TASK MATERIAL START
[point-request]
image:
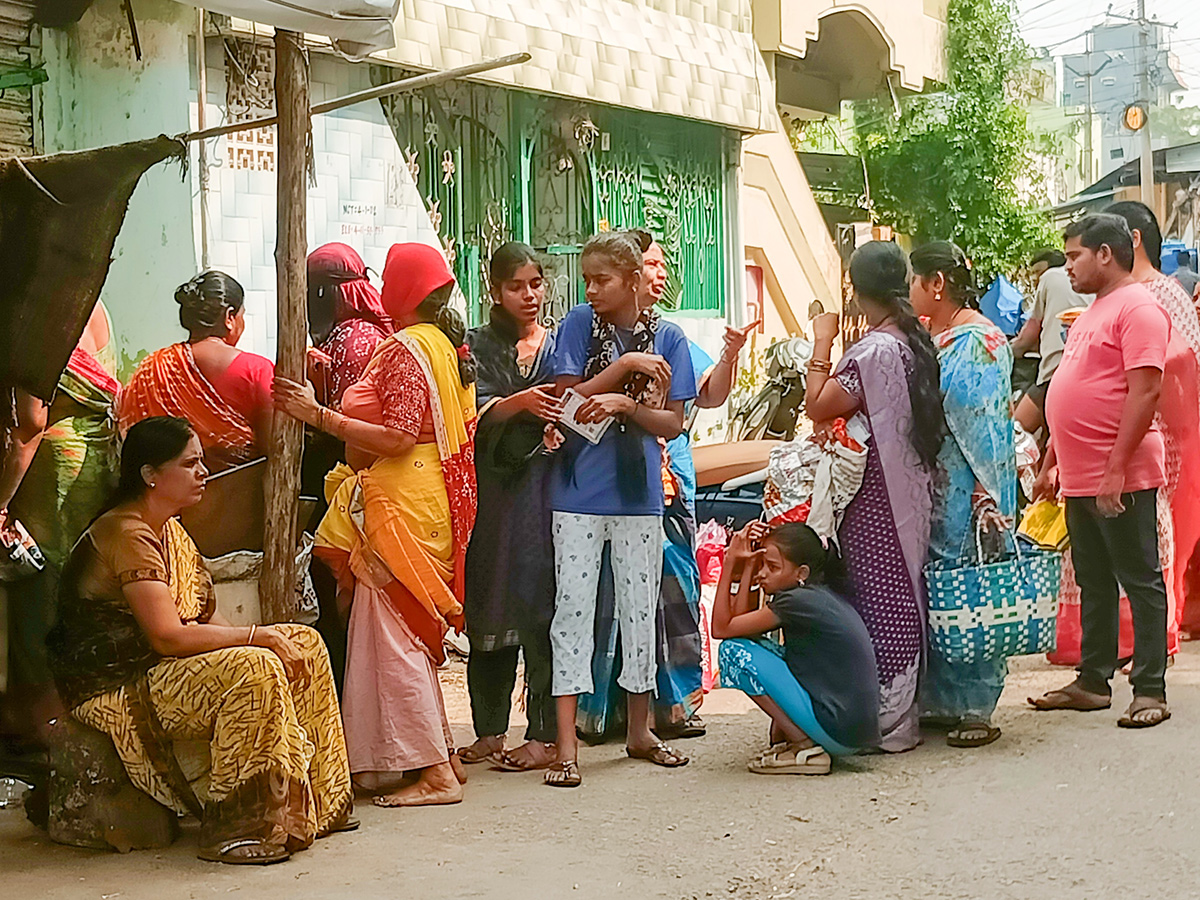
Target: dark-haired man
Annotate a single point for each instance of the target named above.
TASK MATERIAL END
TASK MATERIAL START
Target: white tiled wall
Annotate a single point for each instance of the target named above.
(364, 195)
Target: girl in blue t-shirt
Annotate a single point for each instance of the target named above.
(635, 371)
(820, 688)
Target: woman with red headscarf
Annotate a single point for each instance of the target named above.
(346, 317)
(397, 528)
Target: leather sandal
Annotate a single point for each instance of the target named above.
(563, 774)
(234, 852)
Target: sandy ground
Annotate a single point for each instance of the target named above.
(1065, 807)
TASK MATERIAL END
TASK MATERIAL START
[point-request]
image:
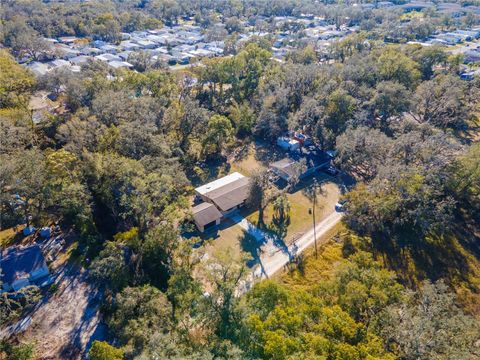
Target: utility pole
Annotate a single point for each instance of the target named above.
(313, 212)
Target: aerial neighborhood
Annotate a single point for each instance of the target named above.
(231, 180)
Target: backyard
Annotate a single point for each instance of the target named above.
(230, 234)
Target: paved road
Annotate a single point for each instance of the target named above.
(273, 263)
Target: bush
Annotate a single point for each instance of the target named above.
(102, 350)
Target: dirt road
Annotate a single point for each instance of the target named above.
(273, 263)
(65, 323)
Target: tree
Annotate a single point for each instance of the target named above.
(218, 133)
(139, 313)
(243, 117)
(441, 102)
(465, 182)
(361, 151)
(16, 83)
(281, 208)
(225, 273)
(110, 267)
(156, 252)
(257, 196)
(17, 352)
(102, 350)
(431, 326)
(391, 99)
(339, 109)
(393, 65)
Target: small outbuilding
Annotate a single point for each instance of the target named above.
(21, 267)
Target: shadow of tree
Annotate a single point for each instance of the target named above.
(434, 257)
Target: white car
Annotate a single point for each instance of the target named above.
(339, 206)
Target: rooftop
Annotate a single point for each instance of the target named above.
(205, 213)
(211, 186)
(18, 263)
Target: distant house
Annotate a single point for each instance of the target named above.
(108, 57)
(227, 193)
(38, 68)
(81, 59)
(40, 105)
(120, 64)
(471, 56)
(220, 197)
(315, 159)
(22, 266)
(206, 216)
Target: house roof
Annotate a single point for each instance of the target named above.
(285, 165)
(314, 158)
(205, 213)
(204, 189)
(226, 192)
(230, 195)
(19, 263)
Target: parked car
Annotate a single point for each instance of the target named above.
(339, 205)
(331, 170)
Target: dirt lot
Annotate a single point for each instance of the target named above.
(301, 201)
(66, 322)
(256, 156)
TASK MATERIAL END
TRY IT: Every line of the entries above that holds "house" should be copied out.

EXERCISE SOLUTION:
Target: distant house
Target: house roof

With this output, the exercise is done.